_What is needed:_
Exact copies of all the lines below are required, with the pictures omitted.
------------------------------------------------------------
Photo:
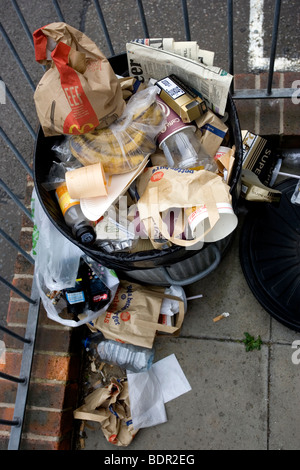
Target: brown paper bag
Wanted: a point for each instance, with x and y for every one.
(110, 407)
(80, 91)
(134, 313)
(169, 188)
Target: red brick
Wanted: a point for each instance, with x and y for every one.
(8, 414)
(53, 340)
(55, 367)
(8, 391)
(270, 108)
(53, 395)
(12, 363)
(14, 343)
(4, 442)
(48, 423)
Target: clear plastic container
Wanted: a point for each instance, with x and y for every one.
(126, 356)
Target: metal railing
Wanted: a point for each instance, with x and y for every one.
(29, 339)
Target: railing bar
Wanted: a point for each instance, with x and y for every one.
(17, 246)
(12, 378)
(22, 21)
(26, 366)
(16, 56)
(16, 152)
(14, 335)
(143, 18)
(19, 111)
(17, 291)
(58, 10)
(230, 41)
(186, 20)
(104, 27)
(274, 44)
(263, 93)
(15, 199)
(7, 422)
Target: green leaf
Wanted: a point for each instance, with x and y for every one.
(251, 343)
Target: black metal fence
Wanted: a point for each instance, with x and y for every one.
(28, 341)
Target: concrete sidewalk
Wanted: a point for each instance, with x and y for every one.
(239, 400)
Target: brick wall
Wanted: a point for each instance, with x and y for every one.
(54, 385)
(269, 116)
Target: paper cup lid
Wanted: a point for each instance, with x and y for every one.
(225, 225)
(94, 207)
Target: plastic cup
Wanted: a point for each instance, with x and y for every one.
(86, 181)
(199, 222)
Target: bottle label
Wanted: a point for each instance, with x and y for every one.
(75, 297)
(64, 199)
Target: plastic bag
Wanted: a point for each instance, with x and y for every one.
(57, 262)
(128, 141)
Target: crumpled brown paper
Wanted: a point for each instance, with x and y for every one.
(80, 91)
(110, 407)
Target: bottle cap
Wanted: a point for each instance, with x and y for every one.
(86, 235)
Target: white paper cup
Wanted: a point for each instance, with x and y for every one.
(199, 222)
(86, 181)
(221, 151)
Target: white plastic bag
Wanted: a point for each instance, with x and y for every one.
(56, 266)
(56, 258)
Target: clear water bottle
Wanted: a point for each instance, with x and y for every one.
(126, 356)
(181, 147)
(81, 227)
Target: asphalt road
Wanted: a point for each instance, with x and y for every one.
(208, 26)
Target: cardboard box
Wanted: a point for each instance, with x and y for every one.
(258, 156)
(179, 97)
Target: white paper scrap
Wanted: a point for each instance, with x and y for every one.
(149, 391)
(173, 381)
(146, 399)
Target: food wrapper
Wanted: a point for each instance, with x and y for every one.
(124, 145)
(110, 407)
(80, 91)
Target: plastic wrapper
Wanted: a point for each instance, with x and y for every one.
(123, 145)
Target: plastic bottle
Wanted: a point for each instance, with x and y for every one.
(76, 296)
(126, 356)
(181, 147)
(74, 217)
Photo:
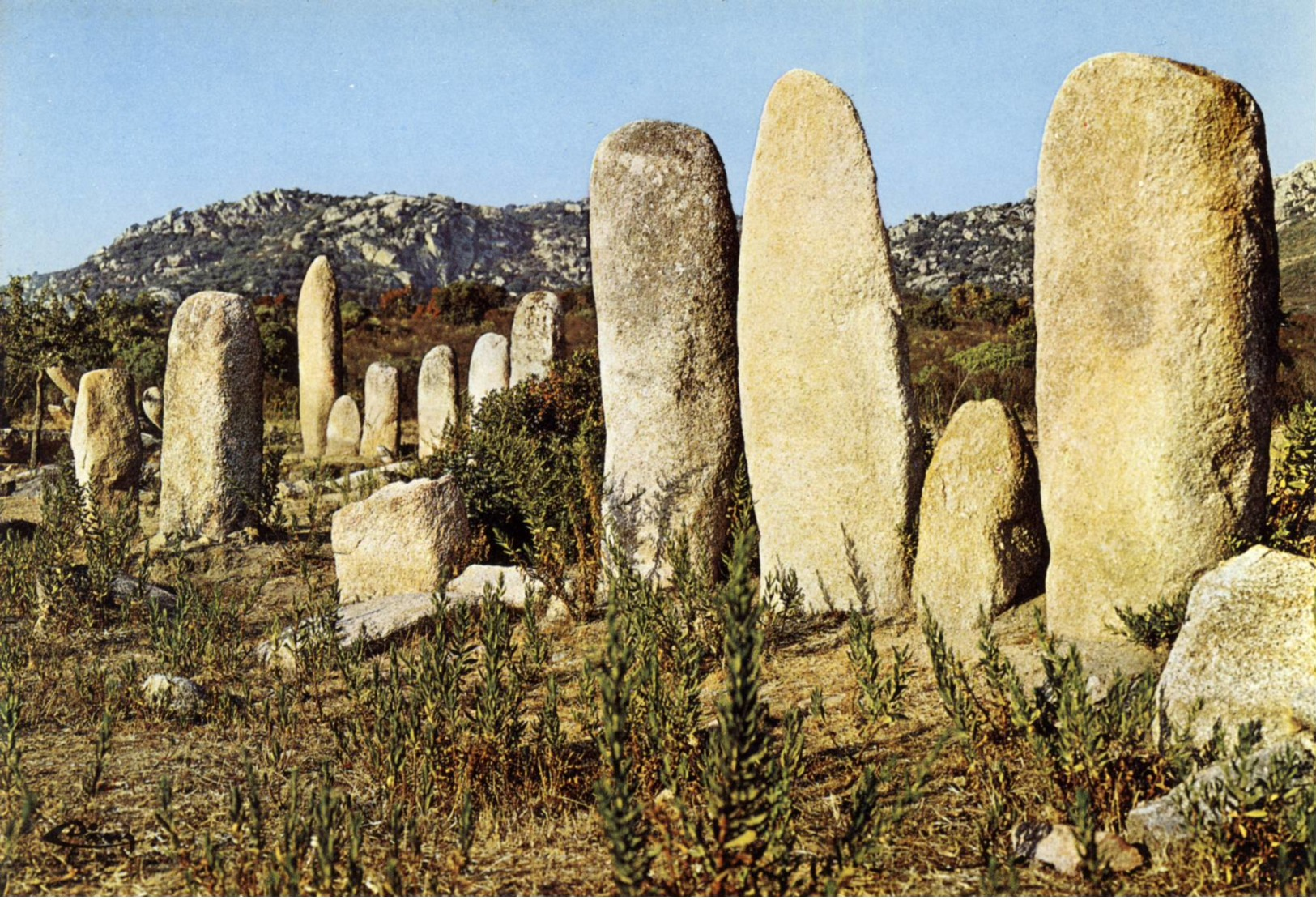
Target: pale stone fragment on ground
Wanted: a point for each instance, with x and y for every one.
------------------------------------------------------------
_Result for this task:_
Photo:
Target: brown paper bag
Wanted: a point for each instance, with x and y for every one.
(110, 407)
(80, 91)
(134, 313)
(169, 188)
Target: red brick
Wanted: a point for each instance, with x and y for every one.
(8, 414)
(53, 340)
(55, 367)
(8, 391)
(270, 108)
(53, 395)
(12, 363)
(14, 343)
(4, 442)
(48, 423)
Target: clear plastic container
Wanted: a point for each instance, with x and y for every one.
(126, 356)
Target: metal railing
Wanted: a point for each instance, with x and y for every one.
(29, 339)
Target: railing bar
Wanted: a point for each instance, with x and y for every one.
(17, 246)
(12, 378)
(22, 21)
(26, 366)
(16, 56)
(16, 152)
(14, 335)
(143, 18)
(19, 111)
(17, 291)
(58, 10)
(230, 41)
(186, 20)
(104, 27)
(274, 44)
(263, 93)
(15, 199)
(7, 422)
Target: green leaf
Wanted: a point for each instance, with x and y for every one.
(251, 343)
Target: black metal fence
Wanted: a point for each instance, with x and y for every one.
(28, 341)
Target: concrete sidewalk
Wanted: a point for each instance, with x and y for every one.
(239, 400)
Target: brick wall
Wanted: a point for each instance, with x and y for every one.
(54, 385)
(269, 116)
Target: paper cup lid
Wanted: a point for each instance, with x and y for every one.
(225, 225)
(94, 207)
Target: plastic cup
Wanted: a point for each instance, with x and y for every one.
(86, 181)
(199, 222)
Target: bottle label
Wanted: a point for each instance, with x and y for every one.
(75, 297)
(64, 199)
Target: plastic bag
Wanted: a point for each instance, with x and y for every one.
(57, 262)
(128, 141)
Target: crumpled brown paper
Wanted: a point for each instance, with x and y for every one.
(80, 91)
(110, 407)
Target: bottle cap
Wanted: a point for each instance, with x and y for every one.
(86, 235)
Target: white paper cup
Wanted: a point for each instance, with x and y for every one.
(199, 222)
(86, 181)
(221, 151)
Target: white plastic bag
Wanted: a point for each instance, with x and y for every one.
(56, 266)
(56, 258)
Target: clear water bottle
Wanted: a point for each instance, with x and y for every one.
(126, 356)
(181, 147)
(81, 227)
Target: asphalt road
Wanted: a point for each instance, with x and y for every one.
(208, 26)
Target: cardboard box
Wanted: a point for each instance, with x and y for every one.
(258, 156)
(179, 97)
Target: white paper scrap
Wanted: a point for each instance, with x and y for every one.
(149, 391)
(173, 381)
(146, 399)
Target: food wrapper
Wanted: a point for each instance, with x and y for every one.
(124, 145)
(110, 407)
(80, 91)
Target: plastic wrapper
Wanted: a point for each instance, with x and y for every one.
(123, 145)
Target: plastic bottle
Wanted: a point for each instance, with x and y for every one.
(76, 296)
(126, 356)
(181, 147)
(74, 217)
Photo:
Target: pale stone fragment on ground
Wanted: a point for each instance, with x and y for every one.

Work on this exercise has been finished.